Texto de origem:
━━━━━━
Brisa Aracati (Autor Ricardo de Faria Barros, Ricardim)


Olhei as montanhas e sorri. 
Delas, vinha uma aragem cheirosa, a manhã descortinava-se em mil tons, e numa luz impressionante.
Durante a madrugada chovera torrencialmente, com direito a muitos trovões, raios e ventanias.
Não esperava que quando abrisse as janelas aquele Aracati brindasse meu dia.
Então sorri, deixando aquela brisa suave invadir minha alma, renovar meu ser e encantar meu dia.
Aracati é uma palavra em tupi, originada da aglutinação de três partículas: ara (tempo); catu (bom) e ty (água, rio). Este tipo de vento que corre sobre as águas, trazendo delas a umidade, é mais comum no litoral. Por características geográficas, no litoral Sul do Ceará, tem-se sua maior predominância, na região da cidade de Aracati, ao lado da paradisíaca Canoa Quebrada.
Quando ele chega na areia da praia, ainda passa por cima de um enorme curso de rio, o Rio Jaguaribe, pegando mais uma carga de umidade, até chegar em Aracati, potencializando efeito desse vento que vem do mar, todo final de tarde. 

O Aracati não é um vento forte, daqueles que incomodam banhistas. Como o Vento Nordestão no Sul, ou daqueles que precisamos nos agasalhar, como o Minuano.
O Aracati é uma brisa suave, meiga, doce, uma brisa amiga, quase um abraço que a natureza dá na noite que se aproxima, diminuindo a tórrida e claustrofóbica sensação de se estar numa bolha de calor. Em Aracati é comum as pessoas colocarem as cadeiras nas calçadas e aproveitarem a fresca do Aracati entrando, trazendo a umidade do mar. 

Assim, senti o Aracati nessa manhã. O vento vinha das montanhas, e trazia consigo orvalhos serelepes que celebravam o raiar do sol, numa manhã linda, após as chuvas da noite. O cheiro era de terra molhada, daqueles que ficamos inebriados ao sorvê-lo.
Entrei no banheiro sorrindo, minha esposa olhou-me e perguntou-me o motivo.
Falei que fora brindado com a brisa Aracati e que me sentia renovado, com a autoestima bacana e alegre por mais um dia de vida.
Existem almas Aracati em nosso viver. Pessoas que quando cruzam suas existências conosco, sopram sobre nós uma brisa suave, que nos reanima. Uma brisa perfumada e restauradora.
Aí, botamos as cadeiras de nosso viver, ao lado dessas pessoas, e nos deixamos envolver por aquela presença amorosa, que nos faz tão bem.

Não falo de sexualidade. Falo de amorosidade. Tenho vistos e sentidos muito Aracatis em meu viver. Outro dia, quando almoçava, vi numa mesa ao lado uma vovozinha dando comida para sua neta, colher a colher, na boca.
Aquilo entrou em meu peito como o Aracati. Senti-me melhor, em paz, ao ver aquela cena de cuidado.
━━━━━━
Listagem:
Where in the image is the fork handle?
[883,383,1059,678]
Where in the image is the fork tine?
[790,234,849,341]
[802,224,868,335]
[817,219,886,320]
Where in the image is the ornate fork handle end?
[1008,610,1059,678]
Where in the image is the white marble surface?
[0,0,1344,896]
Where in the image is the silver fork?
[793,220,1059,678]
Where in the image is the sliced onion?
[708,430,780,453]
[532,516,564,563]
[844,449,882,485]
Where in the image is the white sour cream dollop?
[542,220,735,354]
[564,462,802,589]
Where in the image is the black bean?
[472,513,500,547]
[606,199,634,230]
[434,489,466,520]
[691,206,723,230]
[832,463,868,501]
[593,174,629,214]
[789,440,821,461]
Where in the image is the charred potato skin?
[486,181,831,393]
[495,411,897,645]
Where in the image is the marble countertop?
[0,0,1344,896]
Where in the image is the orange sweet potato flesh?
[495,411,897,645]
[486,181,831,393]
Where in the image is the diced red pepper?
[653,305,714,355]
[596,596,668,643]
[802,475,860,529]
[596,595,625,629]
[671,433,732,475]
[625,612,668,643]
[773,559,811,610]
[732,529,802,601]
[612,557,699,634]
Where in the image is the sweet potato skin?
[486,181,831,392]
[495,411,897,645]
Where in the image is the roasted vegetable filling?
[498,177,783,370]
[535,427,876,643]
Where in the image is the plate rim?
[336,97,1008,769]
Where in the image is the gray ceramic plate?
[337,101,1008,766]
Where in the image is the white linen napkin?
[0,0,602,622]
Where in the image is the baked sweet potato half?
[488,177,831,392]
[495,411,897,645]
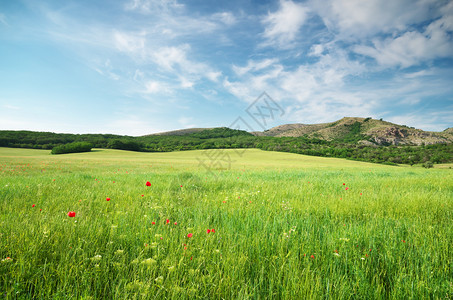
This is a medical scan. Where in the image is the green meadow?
[0,148,453,299]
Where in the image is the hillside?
[253,117,453,145]
[145,128,211,136]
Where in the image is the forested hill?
[0,118,453,166]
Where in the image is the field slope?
[0,148,453,299]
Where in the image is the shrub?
[50,142,93,154]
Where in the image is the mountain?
[151,117,453,146]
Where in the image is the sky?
[0,0,453,136]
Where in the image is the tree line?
[0,128,453,165]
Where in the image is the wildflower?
[154,276,164,284]
[141,258,157,266]
[90,254,102,261]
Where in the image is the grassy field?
[0,148,453,299]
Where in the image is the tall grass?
[0,148,453,299]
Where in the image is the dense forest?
[0,128,453,166]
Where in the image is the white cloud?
[113,30,146,57]
[311,0,441,39]
[233,58,278,76]
[2,104,21,110]
[125,0,184,14]
[262,0,308,48]
[211,12,237,26]
[354,21,453,68]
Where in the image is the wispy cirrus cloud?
[262,0,309,48]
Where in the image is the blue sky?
[0,0,453,135]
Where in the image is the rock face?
[253,117,453,146]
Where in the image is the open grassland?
[0,148,453,299]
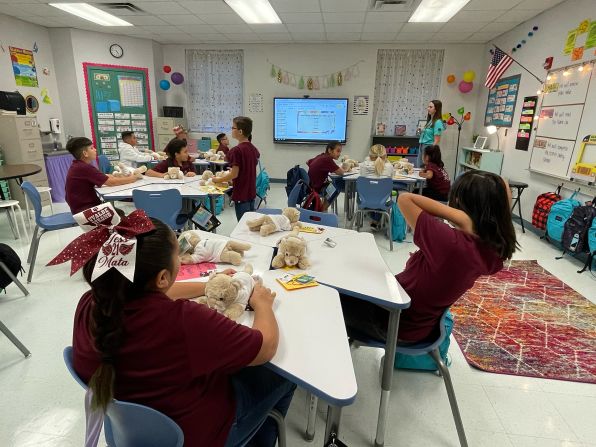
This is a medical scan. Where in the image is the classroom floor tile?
[0,184,596,447]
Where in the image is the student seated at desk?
[145,138,197,178]
[419,144,451,202]
[118,131,159,168]
[64,137,138,214]
[60,210,296,447]
[341,171,518,342]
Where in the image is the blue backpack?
[546,191,581,242]
[391,202,408,242]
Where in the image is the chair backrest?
[104,400,184,447]
[356,177,393,210]
[300,208,339,227]
[132,189,182,228]
[21,181,41,224]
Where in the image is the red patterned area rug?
[451,261,596,383]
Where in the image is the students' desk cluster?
[197,212,410,445]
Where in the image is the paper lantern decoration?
[464,70,476,82]
[459,81,474,93]
[171,72,184,85]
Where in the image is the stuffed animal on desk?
[178,230,250,265]
[112,163,147,178]
[194,264,266,321]
[246,207,300,236]
[163,166,184,180]
[271,229,310,270]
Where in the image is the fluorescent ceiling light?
[224,0,281,23]
[49,3,134,26]
[408,0,470,22]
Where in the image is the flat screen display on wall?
[273,98,348,144]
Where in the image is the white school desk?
[230,211,357,247]
[185,270,358,441]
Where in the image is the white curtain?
[186,50,244,133]
[373,50,444,135]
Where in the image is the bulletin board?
[83,62,154,160]
[484,75,521,127]
[530,61,596,182]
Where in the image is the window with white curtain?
[373,50,445,135]
[186,50,244,133]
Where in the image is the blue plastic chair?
[350,177,393,251]
[21,182,78,284]
[63,346,184,447]
[299,208,339,228]
[132,189,189,231]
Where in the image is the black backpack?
[561,198,596,253]
[0,244,23,289]
[286,165,310,203]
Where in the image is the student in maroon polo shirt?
[341,171,518,342]
[64,137,138,214]
[212,116,261,221]
[145,138,197,177]
[420,144,451,202]
[73,216,296,447]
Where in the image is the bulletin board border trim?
[83,62,155,151]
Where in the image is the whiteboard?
[530,61,596,178]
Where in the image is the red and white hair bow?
[47,203,155,282]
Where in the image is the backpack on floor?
[561,198,596,254]
[532,186,562,230]
[546,191,581,242]
[394,311,453,371]
[0,244,23,289]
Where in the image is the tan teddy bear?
[246,207,300,236]
[194,264,266,321]
[271,230,310,270]
[112,162,147,178]
[163,166,184,180]
[178,230,251,265]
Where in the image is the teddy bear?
[163,166,184,180]
[178,230,251,265]
[112,162,147,178]
[194,264,266,321]
[246,207,300,236]
[271,229,310,270]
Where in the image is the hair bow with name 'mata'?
[48,203,155,282]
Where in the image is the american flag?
[484,48,513,88]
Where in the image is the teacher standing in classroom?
[416,99,445,167]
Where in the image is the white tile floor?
[0,185,596,447]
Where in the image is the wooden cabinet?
[0,115,50,208]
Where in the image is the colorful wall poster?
[484,75,521,127]
[8,47,39,87]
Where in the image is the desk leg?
[323,405,341,446]
[375,309,401,447]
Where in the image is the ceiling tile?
[178,0,233,14]
[279,12,323,23]
[450,9,506,22]
[325,23,362,34]
[286,23,325,34]
[321,0,370,12]
[362,23,404,34]
[269,0,321,13]
[497,9,542,23]
[158,14,205,25]
[366,11,412,23]
[323,12,365,23]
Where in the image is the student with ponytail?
[49,204,295,447]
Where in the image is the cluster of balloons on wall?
[159,65,184,90]
[447,70,476,93]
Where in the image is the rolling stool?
[509,180,528,233]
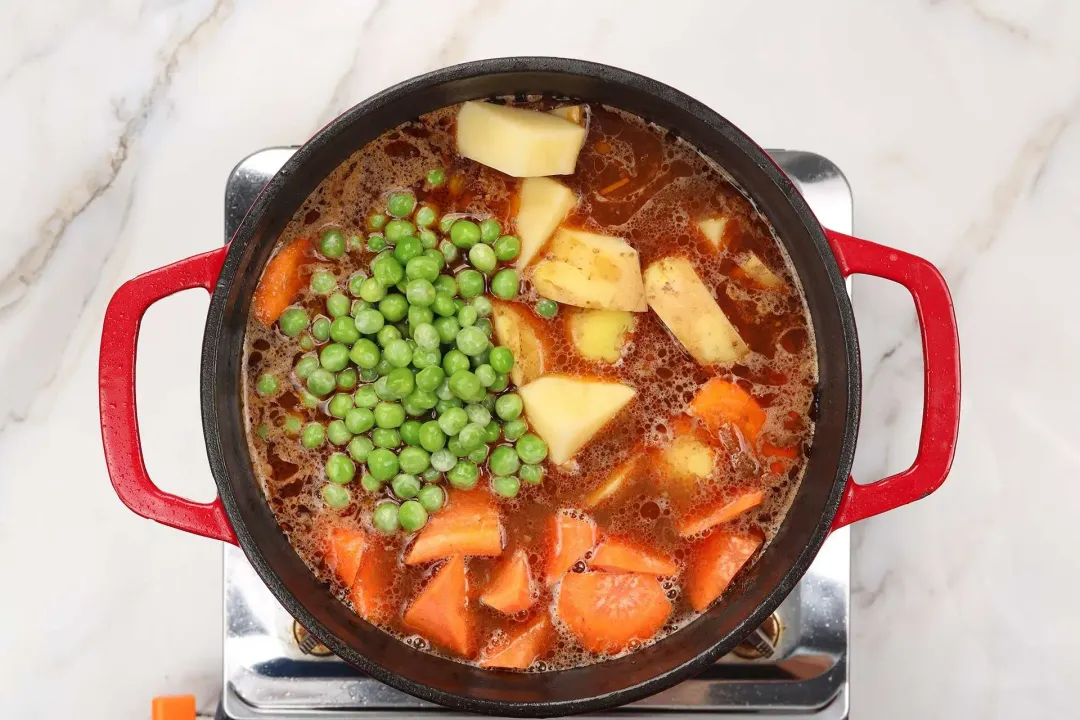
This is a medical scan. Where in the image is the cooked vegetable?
[404,555,475,657]
[514,177,578,268]
[532,228,643,312]
[478,614,552,670]
[545,512,596,585]
[518,375,637,465]
[683,531,762,612]
[687,378,766,444]
[589,538,678,575]
[480,551,536,615]
[557,572,672,653]
[405,487,502,565]
[677,490,765,538]
[568,310,634,363]
[457,101,585,177]
[491,302,546,386]
[645,258,750,365]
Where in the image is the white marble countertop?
[0,0,1080,720]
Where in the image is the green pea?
[387,369,416,399]
[306,368,337,397]
[438,240,459,264]
[390,473,420,500]
[367,213,390,230]
[438,408,469,435]
[367,447,397,483]
[502,420,529,442]
[491,268,518,300]
[300,422,326,450]
[346,433,375,462]
[494,235,522,262]
[319,230,345,258]
[372,427,402,448]
[416,485,446,513]
[372,500,401,534]
[536,298,558,320]
[387,192,416,217]
[326,452,356,485]
[427,167,446,188]
[326,420,352,446]
[360,277,387,302]
[469,245,499,272]
[255,372,280,397]
[278,308,308,338]
[491,475,522,498]
[345,408,375,435]
[457,270,484,299]
[382,218,416,245]
[352,385,379,408]
[443,349,469,377]
[322,483,352,510]
[397,500,428,532]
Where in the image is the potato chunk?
[645,258,750,365]
[458,101,585,177]
[517,375,637,465]
[532,228,649,312]
[569,310,634,363]
[514,177,578,268]
[491,302,546,386]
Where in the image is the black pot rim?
[201,57,861,717]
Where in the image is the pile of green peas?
[256,180,548,532]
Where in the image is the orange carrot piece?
[404,555,475,657]
[589,538,678,575]
[252,237,311,325]
[557,572,672,653]
[326,528,367,587]
[683,531,764,612]
[546,513,596,585]
[405,490,502,565]
[480,551,536,615]
[478,613,552,670]
[689,378,765,443]
[677,490,765,538]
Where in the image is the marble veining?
[0,0,1080,718]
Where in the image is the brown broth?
[244,100,818,670]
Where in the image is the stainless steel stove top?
[218,148,852,720]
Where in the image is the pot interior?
[202,58,859,716]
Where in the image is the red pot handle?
[825,230,960,530]
[97,247,237,544]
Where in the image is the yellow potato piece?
[698,216,728,250]
[569,310,634,363]
[514,177,578,268]
[517,375,637,465]
[491,302,545,386]
[457,101,585,177]
[532,228,649,312]
[645,258,750,365]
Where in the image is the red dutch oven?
[99,57,960,717]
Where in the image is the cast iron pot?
[99,57,960,717]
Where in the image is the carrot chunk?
[689,378,765,443]
[480,551,536,615]
[252,237,311,325]
[677,490,765,538]
[558,572,672,653]
[478,614,552,670]
[590,538,678,575]
[404,555,475,657]
[405,490,502,565]
[683,531,764,612]
[546,513,596,585]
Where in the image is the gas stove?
[217,147,852,720]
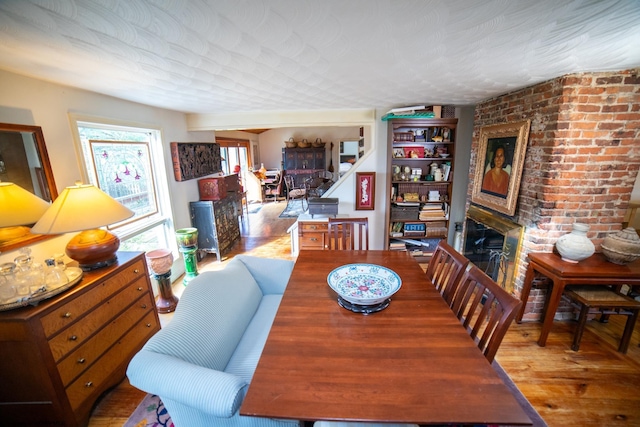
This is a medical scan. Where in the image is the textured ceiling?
[0,0,640,113]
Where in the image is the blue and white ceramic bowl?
[327,264,402,305]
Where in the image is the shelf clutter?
[384,112,457,262]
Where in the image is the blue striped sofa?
[127,255,299,427]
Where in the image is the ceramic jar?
[176,227,198,248]
[600,227,640,265]
[556,223,596,263]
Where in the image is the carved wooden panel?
[171,142,222,181]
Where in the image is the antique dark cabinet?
[282,147,327,187]
[0,252,160,427]
[190,197,240,261]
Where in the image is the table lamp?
[0,182,49,241]
[31,182,134,271]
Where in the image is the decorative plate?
[327,264,402,305]
[0,267,82,311]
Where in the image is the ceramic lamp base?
[66,229,120,271]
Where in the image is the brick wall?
[467,69,640,320]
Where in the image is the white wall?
[0,70,214,262]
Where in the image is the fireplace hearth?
[463,205,524,293]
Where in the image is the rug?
[280,200,307,218]
[123,394,174,427]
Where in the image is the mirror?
[0,123,58,252]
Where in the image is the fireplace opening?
[463,205,524,292]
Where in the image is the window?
[73,118,176,252]
[216,138,251,187]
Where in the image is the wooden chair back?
[452,265,522,363]
[327,218,369,251]
[427,240,469,306]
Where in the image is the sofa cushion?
[144,259,262,371]
[224,295,282,383]
[234,255,295,295]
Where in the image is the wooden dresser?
[288,214,347,256]
[0,252,160,426]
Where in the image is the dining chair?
[427,240,469,306]
[327,218,369,251]
[283,176,307,208]
[452,264,522,363]
[264,171,285,202]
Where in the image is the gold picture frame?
[471,120,531,216]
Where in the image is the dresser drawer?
[58,292,153,387]
[66,310,160,411]
[299,233,327,250]
[298,222,329,234]
[49,276,149,362]
[41,260,146,337]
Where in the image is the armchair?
[264,171,284,202]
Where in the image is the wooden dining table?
[240,250,531,425]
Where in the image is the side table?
[516,252,640,347]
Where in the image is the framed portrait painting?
[471,120,531,216]
[356,172,376,211]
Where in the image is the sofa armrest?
[127,349,248,417]
[234,255,294,295]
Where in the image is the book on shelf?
[442,163,451,181]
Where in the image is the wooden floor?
[89,202,640,427]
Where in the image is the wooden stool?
[564,286,640,353]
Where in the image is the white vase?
[556,223,596,263]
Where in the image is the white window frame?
[69,114,178,254]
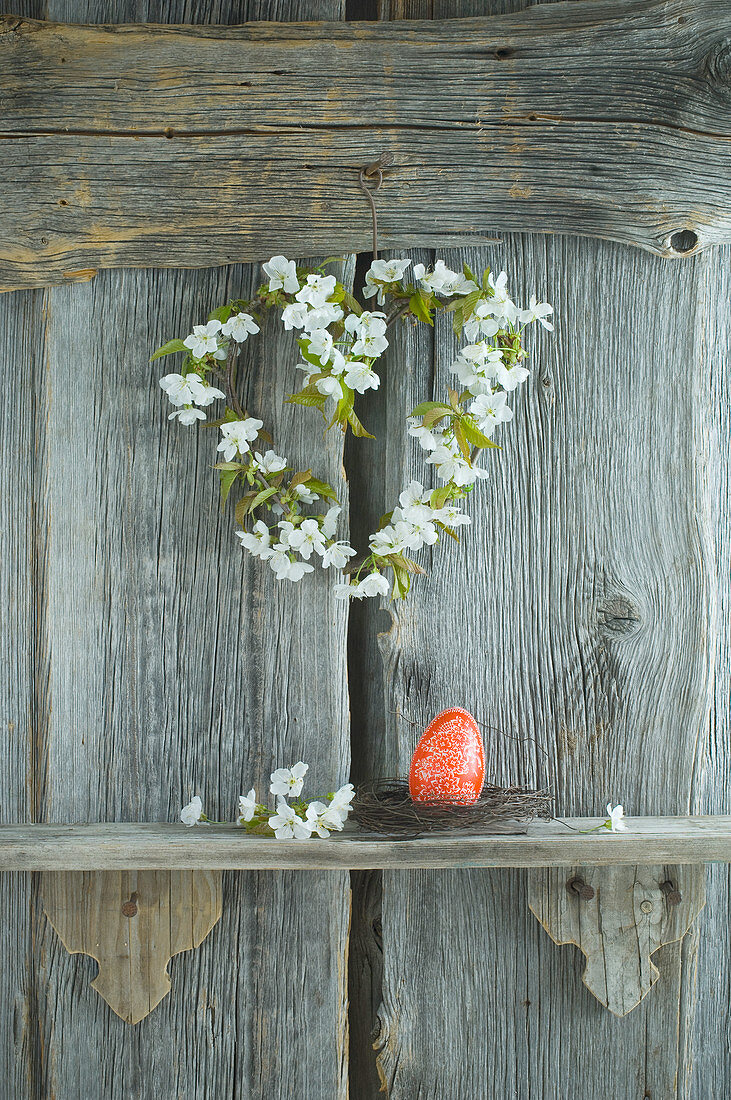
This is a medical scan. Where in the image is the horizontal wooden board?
[0,0,731,289]
[0,816,731,871]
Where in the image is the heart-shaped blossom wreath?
[153,256,553,598]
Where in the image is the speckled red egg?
[409,706,485,805]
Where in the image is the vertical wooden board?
[3,2,348,1100]
[0,290,46,1097]
[364,238,711,1098]
[683,248,731,1098]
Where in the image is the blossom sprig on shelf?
[153,256,553,598]
[180,760,355,840]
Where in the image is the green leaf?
[343,290,363,317]
[347,409,376,439]
[462,290,483,321]
[409,290,434,325]
[429,485,452,508]
[149,340,188,363]
[411,402,452,416]
[304,477,337,502]
[452,420,469,462]
[221,470,241,510]
[461,417,494,450]
[248,485,277,512]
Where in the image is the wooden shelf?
[0,816,731,871]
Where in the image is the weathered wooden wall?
[0,0,731,1100]
[0,0,731,289]
[351,0,731,1100]
[0,0,350,1100]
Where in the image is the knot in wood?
[122,890,140,916]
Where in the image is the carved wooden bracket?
[529,866,706,1016]
[42,871,221,1024]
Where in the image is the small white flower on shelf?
[180,794,203,825]
[218,416,264,462]
[236,787,257,825]
[267,799,312,840]
[182,321,225,359]
[262,256,299,294]
[221,314,259,343]
[605,802,627,833]
[269,760,309,799]
[307,802,344,836]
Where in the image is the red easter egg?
[409,706,485,805]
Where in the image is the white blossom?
[321,541,357,569]
[262,256,299,294]
[344,360,380,394]
[306,802,343,836]
[254,450,287,474]
[320,504,343,539]
[221,314,259,343]
[314,374,343,402]
[414,260,479,298]
[167,406,206,427]
[159,373,211,405]
[236,519,274,561]
[408,417,444,451]
[330,783,355,816]
[182,321,225,359]
[363,260,411,303]
[333,572,390,600]
[281,301,310,332]
[295,275,337,309]
[269,543,314,581]
[268,799,312,840]
[269,760,310,799]
[180,794,203,825]
[607,802,627,833]
[427,444,487,486]
[237,787,257,825]
[497,362,530,391]
[469,389,512,436]
[218,416,264,462]
[368,524,406,558]
[308,329,333,366]
[288,519,325,561]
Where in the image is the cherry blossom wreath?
[152,256,553,598]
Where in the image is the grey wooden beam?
[0,0,731,289]
[0,816,731,871]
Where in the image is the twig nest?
[409,706,485,805]
[352,779,553,840]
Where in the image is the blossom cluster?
[180,760,355,840]
[153,255,553,598]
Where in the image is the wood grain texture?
[529,865,706,1016]
[342,2,729,1100]
[0,0,731,289]
[0,816,731,871]
[0,0,350,1100]
[41,870,221,1024]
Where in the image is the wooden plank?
[352,2,728,1100]
[2,0,350,1100]
[0,0,731,289]
[0,816,731,871]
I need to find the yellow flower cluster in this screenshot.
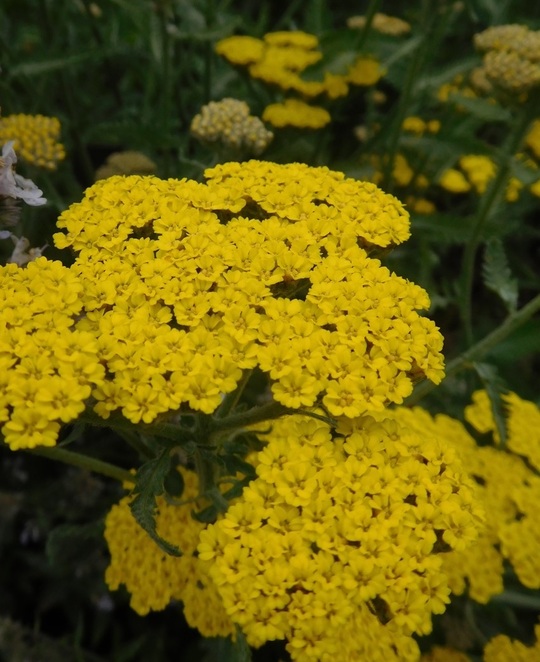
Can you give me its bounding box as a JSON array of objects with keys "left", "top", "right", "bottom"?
[
  {"left": 525, "top": 120, "right": 540, "bottom": 159},
  {"left": 0, "top": 257, "right": 105, "bottom": 450},
  {"left": 191, "top": 98, "right": 274, "bottom": 155},
  {"left": 420, "top": 646, "right": 470, "bottom": 662},
  {"left": 402, "top": 115, "right": 441, "bottom": 136},
  {"left": 263, "top": 99, "right": 331, "bottom": 129},
  {"left": 474, "top": 25, "right": 540, "bottom": 95},
  {"left": 105, "top": 469, "right": 234, "bottom": 637},
  {"left": 347, "top": 12, "right": 411, "bottom": 37},
  {"left": 439, "top": 154, "right": 523, "bottom": 202},
  {"left": 216, "top": 31, "right": 384, "bottom": 99},
  {"left": 96, "top": 150, "right": 157, "bottom": 179},
  {"left": 0, "top": 114, "right": 66, "bottom": 170},
  {"left": 46, "top": 161, "right": 443, "bottom": 430},
  {"left": 483, "top": 625, "right": 540, "bottom": 662},
  {"left": 412, "top": 391, "right": 540, "bottom": 603},
  {"left": 198, "top": 409, "right": 482, "bottom": 662}
]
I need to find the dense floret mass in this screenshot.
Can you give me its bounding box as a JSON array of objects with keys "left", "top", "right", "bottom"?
[
  {"left": 198, "top": 410, "right": 482, "bottom": 661},
  {"left": 0, "top": 114, "right": 66, "bottom": 170},
  {"left": 105, "top": 469, "right": 234, "bottom": 637},
  {"left": 51, "top": 161, "right": 443, "bottom": 422}
]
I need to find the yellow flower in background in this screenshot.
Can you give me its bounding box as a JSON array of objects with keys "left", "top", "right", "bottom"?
[
  {"left": 96, "top": 150, "right": 157, "bottom": 179},
  {"left": 0, "top": 114, "right": 66, "bottom": 170},
  {"left": 525, "top": 120, "right": 540, "bottom": 159},
  {"left": 216, "top": 36, "right": 264, "bottom": 66},
  {"left": 474, "top": 24, "right": 540, "bottom": 99},
  {"left": 216, "top": 31, "right": 385, "bottom": 99}
]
━━━━━━
Transcreva o trecho da crônica sobre a brisa Aracati entre "Durante a madrugada" e "paradisíaca Canoa Quebrada.", incluindo esses dois trechos. As linhas apresentadas não têm relação com a crônica sobre a brisa Aracati.

Resposta:
Durante a madrugada chovera torrencialmente, com direito a muitos trovões, raios e ventanias.
Não esperava que quando abrisse as janelas aquele Aracati brindasse meu dia.
Então sorri, deixando aquela brisa suave invadir minha alma, renovar meu ser e encantar meu dia.
Aracati é uma palavra em tupi, originada da aglutinação de três partículas: ara (tempo); catu (bom) e ty (água, rio). Este tipo de vento que corre sobre as águas, trazendo delas a umidade, é mais comum no litoral. Por características geográficas, no litoral Sul do Ceará, tem-se sua maior predominância, na região da cidade de Aracati, ao lado da paradisíaca Canoa Quebrada.